Excerpt:
━━━━━━━━━━━━━━━━

Alprazolam (Xanax) is off-label use to treat anxiety and phobias. Must be used with caution as high doses can be lethal in dogs.

Amitriptyline          Antidepressant with Sedative.

Buspirone               Antidepressant (Decreases the amount of Serotonin)

Clomipramine (Clomicalm) is an oral medication used to treat separation anxiety.

Dexmedetomidine (Sileo) is the first FDA approved drug for dogs with noise aversion.

Diazepam (Valium) is used to treat anxiety and panic disorders in dogs and is also a muscle relaxant.

Fluoxetine (Reconcile or Prozac). Prozac is an SSRI antidepressant used to treat a variety of behavioral disorders in dogs. Reconcile is an FDA approved solution for Separation Anxiety.

Lorazepam (Ativan) is a benzodiazepine medication used to treat behavior problems such as anxiety, fears, and phobias.

Paroxetine (Paxil) is a selective serotonin reuptake inhibitor (SSRI) antidepressant used to treat canine aggression, anxiety, and stereotypic/obsessive-compulsive behaviors.

━━━━━━━━━━━━━━━━

Supplied data:

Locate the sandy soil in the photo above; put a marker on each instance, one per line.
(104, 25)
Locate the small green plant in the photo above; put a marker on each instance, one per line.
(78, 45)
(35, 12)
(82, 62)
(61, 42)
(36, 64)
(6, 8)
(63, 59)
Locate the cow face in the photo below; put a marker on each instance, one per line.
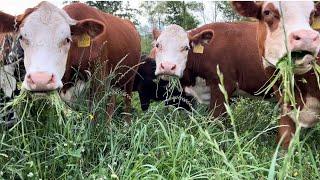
(46, 33)
(172, 47)
(284, 28)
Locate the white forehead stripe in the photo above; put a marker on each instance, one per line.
(174, 30)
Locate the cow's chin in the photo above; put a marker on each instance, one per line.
(41, 89)
(303, 62)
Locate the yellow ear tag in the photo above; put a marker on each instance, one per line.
(84, 41)
(316, 23)
(198, 49)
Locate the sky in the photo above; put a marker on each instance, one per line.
(16, 7)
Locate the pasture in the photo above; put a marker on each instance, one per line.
(52, 139)
(162, 143)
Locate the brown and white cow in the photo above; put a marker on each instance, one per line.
(57, 41)
(232, 46)
(285, 27)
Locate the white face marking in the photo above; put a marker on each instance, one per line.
(44, 35)
(172, 42)
(295, 16)
(8, 82)
(74, 92)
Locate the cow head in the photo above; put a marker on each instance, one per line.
(172, 47)
(285, 27)
(46, 33)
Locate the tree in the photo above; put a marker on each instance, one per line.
(172, 12)
(117, 8)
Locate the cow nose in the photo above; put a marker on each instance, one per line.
(304, 40)
(41, 81)
(167, 67)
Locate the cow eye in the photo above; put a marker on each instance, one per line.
(68, 40)
(266, 13)
(186, 48)
(23, 40)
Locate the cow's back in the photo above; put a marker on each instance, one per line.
(119, 39)
(235, 49)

━━━━━━━━━━━━━━━━

Requirement A:
Condense the paragraph in the list of dog anxiety medications that begins "Fluoxetine (Reconcile or Prozac)" into a short bulleted list that keeps its main facts.
Requirement B:
Continue the list of dog anxiety medications, starting after the paragraph on paroxetine.

Written response A:
- Fluoxetine is sold as Reconcile or Prozac.
- Prozac is an SSRI antidepressant used for a variety of behavioral disorders in dogs.
- Reconcile is an FDA approved solution for separation anxiety.

Written response B:
Sertraline (Zoloft) Sertraline is used to assist in behavior modification programs aimed at treating fear-based behaviors, aggression, anxiety, and compulsive behaviors in dogs

 *All the above medications obviously have Side-effects

NOTE- According to experts, severe anxiety often responds best to a prescription anti-anxiety medication and behavior-modification training. Dogs usually need to be treated for about four weeks before the effectiveness of the medication becomes fully evident, and treatment needs to continue for at least two months after an adequate response is observed.

 

Does CBD help Dog Anxiety?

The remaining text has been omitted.